- **Supplied text**:
John Maddock schrieb:
I can also reduce the number of threads to about 10 and still get the deadlock.
You can go as low as two.
However, I can't see what the problem is: when the deadlock occurs all the threads are waiting for the writer condition variable (m_waiting_writers) to wake up one of the writers at boost::detail::thread::read_write_mutex_impl<boost::mutex>::do_write_lock() Line 512. The member m_waking_writers is set to one, and as far as I can see that can only occur in read_write_mutex_impl<Mutex>::do_wake_writer(void) line 1425, which then must have notified the condition variable to wake up one thread. m_state must have been set to zero before all this happens so the woken thread should not loop and go back to sleep (Footnote, actually that appears not to be true, sometimes a thread is woken with m_state == -1 but that appears not to be the immediate cause of the problem). So.. I'm stumped at present.

- **Records supplied**:
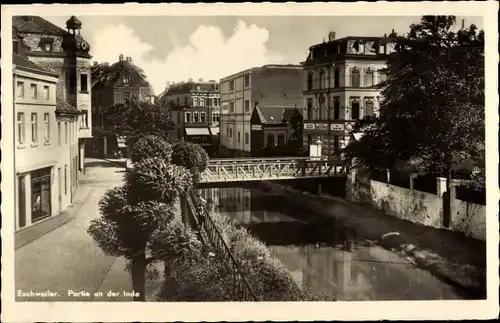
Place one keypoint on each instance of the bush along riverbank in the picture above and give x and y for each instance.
(202, 276)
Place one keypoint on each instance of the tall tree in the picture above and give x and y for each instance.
(433, 107)
(134, 119)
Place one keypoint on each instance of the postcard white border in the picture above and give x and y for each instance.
(128, 312)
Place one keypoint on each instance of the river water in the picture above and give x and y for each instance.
(325, 258)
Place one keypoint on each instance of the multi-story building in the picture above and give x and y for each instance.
(269, 86)
(194, 107)
(342, 78)
(46, 143)
(112, 85)
(65, 53)
(276, 132)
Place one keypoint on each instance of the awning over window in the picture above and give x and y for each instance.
(214, 131)
(197, 132)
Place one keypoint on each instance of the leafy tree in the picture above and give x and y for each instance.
(138, 213)
(151, 146)
(191, 156)
(432, 114)
(135, 119)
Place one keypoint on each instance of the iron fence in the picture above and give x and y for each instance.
(242, 290)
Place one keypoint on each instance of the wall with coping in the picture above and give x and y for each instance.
(418, 207)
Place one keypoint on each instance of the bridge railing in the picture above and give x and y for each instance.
(242, 290)
(272, 168)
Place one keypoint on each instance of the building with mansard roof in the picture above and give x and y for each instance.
(46, 147)
(111, 85)
(342, 84)
(66, 53)
(194, 107)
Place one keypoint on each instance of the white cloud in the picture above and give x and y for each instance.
(208, 55)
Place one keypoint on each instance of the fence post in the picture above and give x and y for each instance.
(412, 180)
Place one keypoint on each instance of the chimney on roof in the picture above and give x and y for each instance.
(331, 36)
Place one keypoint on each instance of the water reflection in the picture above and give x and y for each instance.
(324, 256)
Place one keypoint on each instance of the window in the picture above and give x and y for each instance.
(215, 117)
(46, 127)
(65, 179)
(354, 77)
(281, 140)
(270, 140)
(84, 83)
(309, 109)
(322, 82)
(15, 46)
(34, 92)
(20, 89)
(381, 49)
(354, 110)
(85, 119)
(368, 78)
(59, 133)
(336, 143)
(309, 81)
(46, 92)
(369, 108)
(20, 128)
(382, 76)
(40, 194)
(336, 75)
(34, 128)
(336, 108)
(65, 132)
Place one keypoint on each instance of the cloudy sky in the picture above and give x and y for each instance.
(175, 48)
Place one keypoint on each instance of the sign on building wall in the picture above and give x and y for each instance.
(309, 126)
(321, 126)
(337, 126)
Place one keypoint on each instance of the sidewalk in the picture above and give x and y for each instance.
(452, 257)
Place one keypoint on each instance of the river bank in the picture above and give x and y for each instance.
(453, 258)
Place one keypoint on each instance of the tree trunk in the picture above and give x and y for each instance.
(139, 277)
(447, 200)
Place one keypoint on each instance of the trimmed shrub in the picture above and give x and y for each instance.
(155, 179)
(151, 147)
(191, 156)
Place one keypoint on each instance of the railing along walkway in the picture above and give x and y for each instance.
(241, 169)
(242, 291)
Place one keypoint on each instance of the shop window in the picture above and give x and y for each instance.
(40, 194)
(281, 140)
(354, 110)
(270, 140)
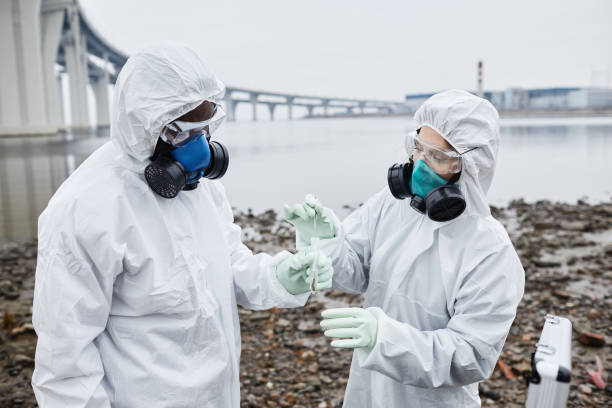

- **Short problem**:
From the forum post above on the read-write mutex deadlock, return the passage verbatim, starting at the words "However, I can't" and ending after the words "stumped at present.".

- **Result of the task**:
However, I can't see what the problem is: when the deadlock occurs all the threads are waiting for the writer condition variable (m_waiting_writers) to wake up one of the writers at boost::detail::thread::read_write_mutex_impl<boost::mutex>::do_write_lock() Line 512. The member m_waking_writers is set to one, and as far as I can see that can only occur in read_write_mutex_impl<Mutex>::do_wake_writer(void) line 1425, which then must have notified the condition variable to wake up one thread. m_state must have been set to zero before all this happens so the woken thread should not loop and go back to sleep (Footnote, actually that appears not to be true, sometimes a thread is woken with m_state == -1 but that appears not to be the immediate cause of the problem). So.. I'm stumped at present.